Passage shown ▸
* * *
Chanakya and positive economics.

  • Biggest difference between positive and normative economics often arises in taxation and in banking
  • It is in these areas that we have major implicit norms of justice and fairness
  • Chanakya was the prime minister of a king-emperor
  • He was the Treasury Secretary (in today's language) with the interest of the President (in today's language) at heart
  • He knew that an efficient state (government) is essential for the good of his boss
  • For him, economic issues must have a positive dimension, its impact is measurable, its policy implementable.

Chanakya and the state (government)

  • He was keen that the state had peace and prosperity, had a strong defense, could maintain domestic law and order, and the king's governance was seen to be fair and just (otherwise there would be a rebellion)
  • But he was not interested in market justice or fairness
  • So, when it came to pricing, taxation, banking (money-lending) he was only looking at the economic problem from the ruler's point of view
  • The state needed money for a large powerful army
  • It does not matter whether taxation is fair or just or good
  • It is necessary - so be it

What would Aristotle say?
* * *
Pointing dataset records
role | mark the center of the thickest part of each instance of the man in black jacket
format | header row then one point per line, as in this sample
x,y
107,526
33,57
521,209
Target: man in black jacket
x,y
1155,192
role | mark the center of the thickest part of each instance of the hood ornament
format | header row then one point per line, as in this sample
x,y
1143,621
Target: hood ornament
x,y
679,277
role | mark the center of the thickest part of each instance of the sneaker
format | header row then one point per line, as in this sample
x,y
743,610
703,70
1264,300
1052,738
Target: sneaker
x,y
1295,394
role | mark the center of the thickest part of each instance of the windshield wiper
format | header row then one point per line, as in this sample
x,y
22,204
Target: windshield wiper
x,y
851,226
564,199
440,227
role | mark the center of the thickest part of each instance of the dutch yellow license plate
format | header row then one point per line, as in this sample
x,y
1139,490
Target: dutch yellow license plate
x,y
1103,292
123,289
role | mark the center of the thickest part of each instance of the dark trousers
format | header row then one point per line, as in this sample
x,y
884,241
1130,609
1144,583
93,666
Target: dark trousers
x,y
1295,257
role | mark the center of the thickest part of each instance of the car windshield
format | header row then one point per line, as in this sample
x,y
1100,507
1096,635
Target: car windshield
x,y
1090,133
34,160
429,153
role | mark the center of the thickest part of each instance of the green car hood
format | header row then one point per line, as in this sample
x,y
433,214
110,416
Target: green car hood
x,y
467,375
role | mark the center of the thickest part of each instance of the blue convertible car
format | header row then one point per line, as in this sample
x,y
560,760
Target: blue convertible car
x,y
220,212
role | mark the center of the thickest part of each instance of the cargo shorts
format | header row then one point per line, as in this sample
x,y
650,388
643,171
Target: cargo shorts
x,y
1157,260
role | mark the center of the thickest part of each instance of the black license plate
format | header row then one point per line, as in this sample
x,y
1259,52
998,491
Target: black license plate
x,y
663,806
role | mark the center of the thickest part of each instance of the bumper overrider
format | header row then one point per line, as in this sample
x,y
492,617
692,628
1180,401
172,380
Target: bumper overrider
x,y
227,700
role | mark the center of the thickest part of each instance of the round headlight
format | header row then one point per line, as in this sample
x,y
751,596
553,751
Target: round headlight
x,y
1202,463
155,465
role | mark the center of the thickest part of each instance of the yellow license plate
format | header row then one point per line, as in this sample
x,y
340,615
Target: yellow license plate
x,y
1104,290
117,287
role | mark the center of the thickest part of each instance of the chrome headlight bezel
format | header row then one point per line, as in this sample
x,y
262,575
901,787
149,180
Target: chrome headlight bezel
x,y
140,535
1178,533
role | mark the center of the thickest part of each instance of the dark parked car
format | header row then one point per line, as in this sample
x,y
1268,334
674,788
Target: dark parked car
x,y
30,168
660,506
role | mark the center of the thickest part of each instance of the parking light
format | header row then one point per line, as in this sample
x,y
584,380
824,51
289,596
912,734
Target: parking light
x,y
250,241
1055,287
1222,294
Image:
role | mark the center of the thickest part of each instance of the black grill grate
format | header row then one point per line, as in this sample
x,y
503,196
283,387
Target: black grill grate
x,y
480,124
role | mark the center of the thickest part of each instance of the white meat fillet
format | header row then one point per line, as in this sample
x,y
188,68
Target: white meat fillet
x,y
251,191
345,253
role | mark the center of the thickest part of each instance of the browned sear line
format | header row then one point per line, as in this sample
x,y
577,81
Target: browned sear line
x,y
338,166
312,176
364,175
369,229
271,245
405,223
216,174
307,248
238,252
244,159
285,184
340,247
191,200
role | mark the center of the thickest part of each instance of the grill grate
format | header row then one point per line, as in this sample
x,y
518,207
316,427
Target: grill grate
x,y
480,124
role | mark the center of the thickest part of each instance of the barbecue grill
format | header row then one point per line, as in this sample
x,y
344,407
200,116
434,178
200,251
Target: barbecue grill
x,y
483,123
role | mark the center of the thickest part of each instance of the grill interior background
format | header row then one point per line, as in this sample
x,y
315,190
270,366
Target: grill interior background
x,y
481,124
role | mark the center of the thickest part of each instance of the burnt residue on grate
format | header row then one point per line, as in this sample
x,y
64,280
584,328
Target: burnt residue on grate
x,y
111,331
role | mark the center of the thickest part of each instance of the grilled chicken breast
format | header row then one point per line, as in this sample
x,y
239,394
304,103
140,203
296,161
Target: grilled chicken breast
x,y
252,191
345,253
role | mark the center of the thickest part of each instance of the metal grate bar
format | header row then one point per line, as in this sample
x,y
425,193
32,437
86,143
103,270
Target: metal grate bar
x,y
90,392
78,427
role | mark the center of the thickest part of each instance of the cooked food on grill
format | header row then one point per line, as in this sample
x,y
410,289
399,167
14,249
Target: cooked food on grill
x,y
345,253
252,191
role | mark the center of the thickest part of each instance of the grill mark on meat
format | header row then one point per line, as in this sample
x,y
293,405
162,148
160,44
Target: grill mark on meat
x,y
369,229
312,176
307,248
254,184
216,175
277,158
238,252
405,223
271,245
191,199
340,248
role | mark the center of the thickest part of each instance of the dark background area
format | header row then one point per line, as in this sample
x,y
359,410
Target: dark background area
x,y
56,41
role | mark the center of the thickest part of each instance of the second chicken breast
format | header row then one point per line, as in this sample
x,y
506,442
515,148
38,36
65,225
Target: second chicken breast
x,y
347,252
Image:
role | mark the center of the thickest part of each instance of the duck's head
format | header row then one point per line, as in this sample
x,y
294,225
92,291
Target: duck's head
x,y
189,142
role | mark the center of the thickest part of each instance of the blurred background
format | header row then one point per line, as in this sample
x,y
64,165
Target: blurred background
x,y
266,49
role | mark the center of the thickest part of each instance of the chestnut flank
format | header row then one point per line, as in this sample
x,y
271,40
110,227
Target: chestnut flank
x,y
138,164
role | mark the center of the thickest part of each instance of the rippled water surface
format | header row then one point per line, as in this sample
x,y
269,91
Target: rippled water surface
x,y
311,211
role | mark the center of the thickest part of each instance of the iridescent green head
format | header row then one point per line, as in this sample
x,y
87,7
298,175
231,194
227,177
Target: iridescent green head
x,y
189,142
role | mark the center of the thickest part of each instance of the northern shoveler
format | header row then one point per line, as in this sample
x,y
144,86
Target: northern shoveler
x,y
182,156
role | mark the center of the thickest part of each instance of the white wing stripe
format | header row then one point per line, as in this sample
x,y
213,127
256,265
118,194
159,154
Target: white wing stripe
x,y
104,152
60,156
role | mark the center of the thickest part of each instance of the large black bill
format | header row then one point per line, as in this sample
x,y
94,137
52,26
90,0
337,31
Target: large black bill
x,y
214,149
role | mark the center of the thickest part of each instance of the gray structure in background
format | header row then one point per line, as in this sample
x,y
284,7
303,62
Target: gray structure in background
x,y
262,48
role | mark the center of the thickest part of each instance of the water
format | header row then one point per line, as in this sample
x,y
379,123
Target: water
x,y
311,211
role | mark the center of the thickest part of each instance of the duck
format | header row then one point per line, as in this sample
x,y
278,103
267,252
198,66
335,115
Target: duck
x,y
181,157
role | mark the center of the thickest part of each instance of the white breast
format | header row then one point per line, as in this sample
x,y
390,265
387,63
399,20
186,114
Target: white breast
* * *
Problems and tasks ▸
- 1) Answer these questions on the passage about Chanakya and economics, one per line:
(a) In which areas does the biggest difference between positive and normative economics often arise?
(b) Whose prime minister was Chanakya?
(c) What did the state need money for?
- 2) Rewrite the passage about Chanakya and economics, starting with "Chanakya and positive" and going on through "the state (government)", and replace "Treasury Secretary" with "Finance Minister".

Answers by task ▸
- 1)
(a) In taxation and in banking.
(b) A king-emperor's.
(c) A large powerful army.

- 2)
Chanakya and positive economics.

  • Biggest difference between positive and normative economics often arises in taxation and in banking
  • It is in these areas that we have major implicit norms of justice and fairness
  • Chanakya was the prime minister of a king-emperor
  • He was the Finance Minister (in today's language) with the interest of the President (in today's language) at heart
  • He knew that an efficient state (government) is essential for the good of his boss
  • For him, economic issues must have a positive dimension, its impact is measurable, its policy implementable.

Chanakya and the state (government)